- Exercise 1 -
In the text on PEGPH20, what substance is abundant in pancreatic cancer, non-small cell lung cancer and mesothelioma?
- Exercise 2 -
Write out the passage of the text on PEGPH20 that begins at the words "The commonality between" and stops after "of the stuff.".

- Exercise text -
__________________________________________________
Enzyme May Boost Power of Chemo to Kill Mesothelioma Cells

Keep an eye on the investigational enzyme PEGPH20. It wasn’t developed to treat mesothelioma, per se.

However, it might emerge as an important companion medication you’ll someday take to increase the effectiveness of your mesothelioma chemotherapy treatments.

Right now, PEGPH20 is being targeted for use in cases of non-small cell lung cancer and pancreatic cancer.

The commonality between pancreatic cancer, non-small cell lung cancer and mesothelioma is a substance called hyaluronan. In all three of these cancers there is an abundant supply of the stuff.

Hyaluronan — HA, for short — is basically a sugar. It helps cancer cells grow by enveloping them and functioning as hardened armor plating.

Mesothelioma chemotherapy drugs have a hard time piercing this plating. This partially explains why mesothelioma chemotherapy works only sometimes, and not always particularly well.

This is where PEGPH20 comes in. It causes HA to degrade on contact. Before long, the armored shielding surrounding a cancer cell has more holes in it than a slice of Swiss cheese.

These holes provide access ports for the mesothelioma chemotherapy drugs to pass through and be able to really penetrate down deep into the cancer cell. At least this is what happens in theory.
__________________________________________________
- Data section -
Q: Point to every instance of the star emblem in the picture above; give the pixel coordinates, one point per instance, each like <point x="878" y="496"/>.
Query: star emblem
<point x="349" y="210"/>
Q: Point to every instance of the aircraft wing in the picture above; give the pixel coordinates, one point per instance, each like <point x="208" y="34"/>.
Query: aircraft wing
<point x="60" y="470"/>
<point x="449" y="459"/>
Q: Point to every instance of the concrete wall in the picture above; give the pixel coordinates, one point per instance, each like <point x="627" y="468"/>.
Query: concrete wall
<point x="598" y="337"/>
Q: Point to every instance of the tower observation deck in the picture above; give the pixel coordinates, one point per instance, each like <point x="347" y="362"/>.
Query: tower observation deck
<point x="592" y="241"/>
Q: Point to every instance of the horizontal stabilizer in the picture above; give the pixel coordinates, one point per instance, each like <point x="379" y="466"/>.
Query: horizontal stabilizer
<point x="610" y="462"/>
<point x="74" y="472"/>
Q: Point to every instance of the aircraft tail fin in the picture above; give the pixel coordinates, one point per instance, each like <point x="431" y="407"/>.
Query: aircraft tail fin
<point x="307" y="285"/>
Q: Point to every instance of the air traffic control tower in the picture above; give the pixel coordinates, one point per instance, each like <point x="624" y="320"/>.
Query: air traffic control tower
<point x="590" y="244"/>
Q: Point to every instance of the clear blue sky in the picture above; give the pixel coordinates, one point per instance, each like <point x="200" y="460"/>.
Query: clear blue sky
__________________________________________________
- Written reply 1 -
Hyaluronan (HA)

- Written reply 2 -
The commonality between pancreatic cancer, non-small cell lung cancer and mesothelioma is a substance called hyaluronan. In all three of these cancers there is an abundant supply of the stuff.